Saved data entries
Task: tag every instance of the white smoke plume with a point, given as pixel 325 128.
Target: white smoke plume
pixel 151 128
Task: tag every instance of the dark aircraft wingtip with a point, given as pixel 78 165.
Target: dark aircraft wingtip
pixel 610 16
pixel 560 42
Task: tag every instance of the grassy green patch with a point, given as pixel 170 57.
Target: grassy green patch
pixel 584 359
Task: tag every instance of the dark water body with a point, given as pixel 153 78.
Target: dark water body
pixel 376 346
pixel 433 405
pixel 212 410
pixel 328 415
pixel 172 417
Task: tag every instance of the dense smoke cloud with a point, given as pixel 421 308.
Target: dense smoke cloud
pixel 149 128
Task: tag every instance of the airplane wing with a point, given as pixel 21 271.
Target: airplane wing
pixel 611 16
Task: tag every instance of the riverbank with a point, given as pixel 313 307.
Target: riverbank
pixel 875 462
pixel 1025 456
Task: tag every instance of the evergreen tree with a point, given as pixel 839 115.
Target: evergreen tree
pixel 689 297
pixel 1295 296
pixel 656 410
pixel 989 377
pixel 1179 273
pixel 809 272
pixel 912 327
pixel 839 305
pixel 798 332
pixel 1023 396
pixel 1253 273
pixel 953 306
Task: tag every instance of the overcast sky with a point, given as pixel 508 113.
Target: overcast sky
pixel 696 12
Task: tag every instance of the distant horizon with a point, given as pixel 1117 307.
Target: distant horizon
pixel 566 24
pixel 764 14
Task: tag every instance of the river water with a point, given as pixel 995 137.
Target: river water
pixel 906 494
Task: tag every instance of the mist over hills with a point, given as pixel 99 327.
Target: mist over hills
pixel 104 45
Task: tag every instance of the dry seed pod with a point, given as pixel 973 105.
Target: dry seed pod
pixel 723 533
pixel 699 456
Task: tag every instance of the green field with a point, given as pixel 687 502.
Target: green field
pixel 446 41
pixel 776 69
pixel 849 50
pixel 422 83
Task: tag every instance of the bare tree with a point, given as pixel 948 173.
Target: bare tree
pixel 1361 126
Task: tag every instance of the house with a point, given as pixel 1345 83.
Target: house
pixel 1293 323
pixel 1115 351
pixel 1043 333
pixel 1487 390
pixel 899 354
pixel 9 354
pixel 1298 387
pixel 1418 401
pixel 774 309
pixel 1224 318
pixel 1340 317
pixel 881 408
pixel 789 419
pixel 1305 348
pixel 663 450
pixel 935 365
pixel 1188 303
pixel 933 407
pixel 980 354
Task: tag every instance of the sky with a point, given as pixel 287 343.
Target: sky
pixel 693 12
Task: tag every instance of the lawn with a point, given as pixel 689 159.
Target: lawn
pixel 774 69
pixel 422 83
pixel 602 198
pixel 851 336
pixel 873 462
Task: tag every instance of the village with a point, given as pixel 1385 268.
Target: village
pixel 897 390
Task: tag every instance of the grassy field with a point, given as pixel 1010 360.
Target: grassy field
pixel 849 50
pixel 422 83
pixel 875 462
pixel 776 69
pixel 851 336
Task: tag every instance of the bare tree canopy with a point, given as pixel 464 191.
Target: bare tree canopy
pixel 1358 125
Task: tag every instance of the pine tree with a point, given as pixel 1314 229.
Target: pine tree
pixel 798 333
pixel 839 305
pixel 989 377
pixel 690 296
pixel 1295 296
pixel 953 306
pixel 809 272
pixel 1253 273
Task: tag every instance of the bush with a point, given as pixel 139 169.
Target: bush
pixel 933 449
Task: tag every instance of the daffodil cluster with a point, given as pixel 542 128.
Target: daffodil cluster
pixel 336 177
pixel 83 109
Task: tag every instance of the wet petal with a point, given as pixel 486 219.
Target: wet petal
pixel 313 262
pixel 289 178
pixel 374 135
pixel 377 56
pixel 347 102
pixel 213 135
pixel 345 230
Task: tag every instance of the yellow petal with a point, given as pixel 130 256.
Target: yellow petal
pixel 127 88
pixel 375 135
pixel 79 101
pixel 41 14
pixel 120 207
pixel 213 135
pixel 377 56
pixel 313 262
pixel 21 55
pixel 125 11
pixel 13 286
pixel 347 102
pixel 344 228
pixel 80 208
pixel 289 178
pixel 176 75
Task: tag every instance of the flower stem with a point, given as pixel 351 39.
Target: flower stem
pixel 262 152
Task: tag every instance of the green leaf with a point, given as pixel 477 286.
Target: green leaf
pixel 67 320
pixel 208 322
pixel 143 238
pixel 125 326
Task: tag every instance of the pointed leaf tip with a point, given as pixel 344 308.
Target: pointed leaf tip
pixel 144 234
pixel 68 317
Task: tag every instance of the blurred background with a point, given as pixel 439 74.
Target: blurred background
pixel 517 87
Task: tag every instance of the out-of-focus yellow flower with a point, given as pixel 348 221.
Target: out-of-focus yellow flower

Task directions:
Return, from the data, each line where the string "focus" occurs.

Task solution:
Task: tag every instance of the out-of-focus yellow flower with a point, given as pixel 348 221.
Target: out-of-focus yellow flower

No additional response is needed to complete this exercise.